* Document excerpt *
---*---
What's to stop this from being abused, as the threshold for "potential civil
litigation" is probably a low and subjective bar, which the poor couldn't
afford to challenge/fight, if they were delinquent anyway...? Also, delinquent
is simply late on payments and not defaulted, yeah? One is far more egregious
than the other, is it not?

------
leereeves
This article leaves important questions unanswered:

It says the amount of money collected on delinquent student loans increased,
but is that due to a policy change or due to tax cuts and improving economic
conditions?

The chart shows an increase in collections every year since 2014, with the
largest increases in collections between 2014 and 2016, so it seems likely
it's just an improving economy.

But if there was a policy change, what changed?

------
musicale
There doesn't seem to be much of a counterbalance to the drastic increases in
tuition and fees, which have outpaced inflation for some 40 years or more.
---*---
* Actions to take *
a - From the student loan thread, write out the passage starting at "It says the" and ending at "years or more.".
b - Does each statement agree with the student loan thread? Answer yes or no for each one, and quote the words from the thread that decide it.
(i) The chart shows collections going up every year since 2014.
(ii) The biggest jumps in collections came between 2016 and 2018.
(iii) Tuition and fees have grown faster than inflation for about 40 years or more.
c - Continue the student loan thread from its last line.

* Records provided *
---*---
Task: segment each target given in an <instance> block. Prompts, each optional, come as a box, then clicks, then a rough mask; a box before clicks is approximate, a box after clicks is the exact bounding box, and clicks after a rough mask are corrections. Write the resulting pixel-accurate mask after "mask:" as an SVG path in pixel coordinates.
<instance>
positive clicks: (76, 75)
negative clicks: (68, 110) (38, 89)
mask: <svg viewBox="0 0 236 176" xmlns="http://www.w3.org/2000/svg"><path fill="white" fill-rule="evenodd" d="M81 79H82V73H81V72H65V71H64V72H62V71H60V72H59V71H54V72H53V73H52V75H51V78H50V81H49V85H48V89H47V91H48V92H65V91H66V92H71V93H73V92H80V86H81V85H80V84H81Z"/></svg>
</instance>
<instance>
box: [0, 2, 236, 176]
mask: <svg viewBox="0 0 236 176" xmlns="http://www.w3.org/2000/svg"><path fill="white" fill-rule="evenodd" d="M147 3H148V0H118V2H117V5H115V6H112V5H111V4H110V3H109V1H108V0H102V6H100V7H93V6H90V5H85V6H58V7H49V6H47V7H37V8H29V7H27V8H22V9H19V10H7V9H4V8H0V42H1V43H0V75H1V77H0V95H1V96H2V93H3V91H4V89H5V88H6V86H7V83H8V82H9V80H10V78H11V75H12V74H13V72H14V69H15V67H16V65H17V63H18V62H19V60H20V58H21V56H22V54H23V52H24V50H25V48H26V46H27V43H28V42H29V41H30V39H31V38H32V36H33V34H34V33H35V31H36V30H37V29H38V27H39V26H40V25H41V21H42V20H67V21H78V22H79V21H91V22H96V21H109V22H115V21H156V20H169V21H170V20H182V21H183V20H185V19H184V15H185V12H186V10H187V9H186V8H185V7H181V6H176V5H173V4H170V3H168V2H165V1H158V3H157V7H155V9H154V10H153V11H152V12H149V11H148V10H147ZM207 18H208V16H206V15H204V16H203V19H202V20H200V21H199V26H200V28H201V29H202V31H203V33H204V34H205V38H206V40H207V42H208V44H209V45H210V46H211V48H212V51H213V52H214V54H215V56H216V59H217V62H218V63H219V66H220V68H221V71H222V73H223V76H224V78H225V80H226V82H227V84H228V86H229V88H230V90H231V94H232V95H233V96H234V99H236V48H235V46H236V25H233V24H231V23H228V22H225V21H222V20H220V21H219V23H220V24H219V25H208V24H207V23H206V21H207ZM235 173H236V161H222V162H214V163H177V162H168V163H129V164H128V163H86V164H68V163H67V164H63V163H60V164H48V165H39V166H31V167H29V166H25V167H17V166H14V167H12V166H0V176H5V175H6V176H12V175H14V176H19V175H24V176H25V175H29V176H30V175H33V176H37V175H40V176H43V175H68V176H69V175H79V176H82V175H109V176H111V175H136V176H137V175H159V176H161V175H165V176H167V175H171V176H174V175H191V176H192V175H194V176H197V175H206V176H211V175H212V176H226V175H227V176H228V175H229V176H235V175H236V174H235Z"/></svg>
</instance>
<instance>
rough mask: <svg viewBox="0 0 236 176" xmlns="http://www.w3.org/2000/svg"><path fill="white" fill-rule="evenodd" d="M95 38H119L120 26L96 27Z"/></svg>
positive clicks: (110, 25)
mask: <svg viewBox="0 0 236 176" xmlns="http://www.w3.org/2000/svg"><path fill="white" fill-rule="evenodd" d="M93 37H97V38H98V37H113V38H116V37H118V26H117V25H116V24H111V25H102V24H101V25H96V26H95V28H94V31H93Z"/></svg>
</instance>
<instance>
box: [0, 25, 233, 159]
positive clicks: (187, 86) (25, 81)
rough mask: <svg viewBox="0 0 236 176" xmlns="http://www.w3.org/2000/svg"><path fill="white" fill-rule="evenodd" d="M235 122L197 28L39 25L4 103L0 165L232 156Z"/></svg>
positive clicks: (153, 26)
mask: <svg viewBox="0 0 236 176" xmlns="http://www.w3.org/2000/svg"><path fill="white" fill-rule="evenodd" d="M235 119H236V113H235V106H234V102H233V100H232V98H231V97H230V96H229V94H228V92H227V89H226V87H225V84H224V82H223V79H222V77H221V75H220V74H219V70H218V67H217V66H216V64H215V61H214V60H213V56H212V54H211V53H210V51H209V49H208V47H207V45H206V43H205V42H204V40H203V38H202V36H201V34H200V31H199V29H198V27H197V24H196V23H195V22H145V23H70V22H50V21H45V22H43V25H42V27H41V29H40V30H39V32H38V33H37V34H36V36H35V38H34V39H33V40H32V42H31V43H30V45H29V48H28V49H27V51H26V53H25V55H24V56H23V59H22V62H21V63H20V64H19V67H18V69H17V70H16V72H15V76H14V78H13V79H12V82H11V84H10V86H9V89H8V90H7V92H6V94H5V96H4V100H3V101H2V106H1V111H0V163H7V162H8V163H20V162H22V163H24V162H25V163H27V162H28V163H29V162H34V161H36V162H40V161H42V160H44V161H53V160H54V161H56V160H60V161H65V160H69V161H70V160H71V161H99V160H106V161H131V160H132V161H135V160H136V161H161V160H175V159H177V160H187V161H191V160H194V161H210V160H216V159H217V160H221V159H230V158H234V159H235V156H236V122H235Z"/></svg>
---*---
* Answers to the problems *
a -
It says the amount of money collected on delinquent student loans increased,
but is that due to a policy change or due to tax cuts and improving economic
conditions?

The chart shows an increase in collections every year since 2014, with the
largest increases in collections between 2014 and 2016, so it seems likely
it's just an improving economy.

But if there was a policy change, what changed?

------
musicale
There doesn't seem to be much of a counterbalance to the drastic increases in
tuition and fees, which have outpaced inflation for some 40 years or more.

b -
(i) Yes: "The chart shows an increase in collections every year since 2014"
(ii) No: "with the largest increases in collections between 2014 and 2016"
(iii) Yes: "which have outpaced inflation for some 40 years or more"

c -
------
viraptor
> including the cost of placing a loan with a private collection agency

I was under the impression that private collection agencies work on commission
from the amount they recover. Is that not the case?

------
thrower123
I feel badly for the people that got sold college as an aspiration that they
weren't qualified for, and dropped out after a couple of semesters.

I don't feel badly for the 30-somethings I know who racked up expensive
private school loans, bumbled around through "finding themselves", failed
startups, went back to school for more debt, traveled the world, and now are
finding the bill for that irresponsibility coming due.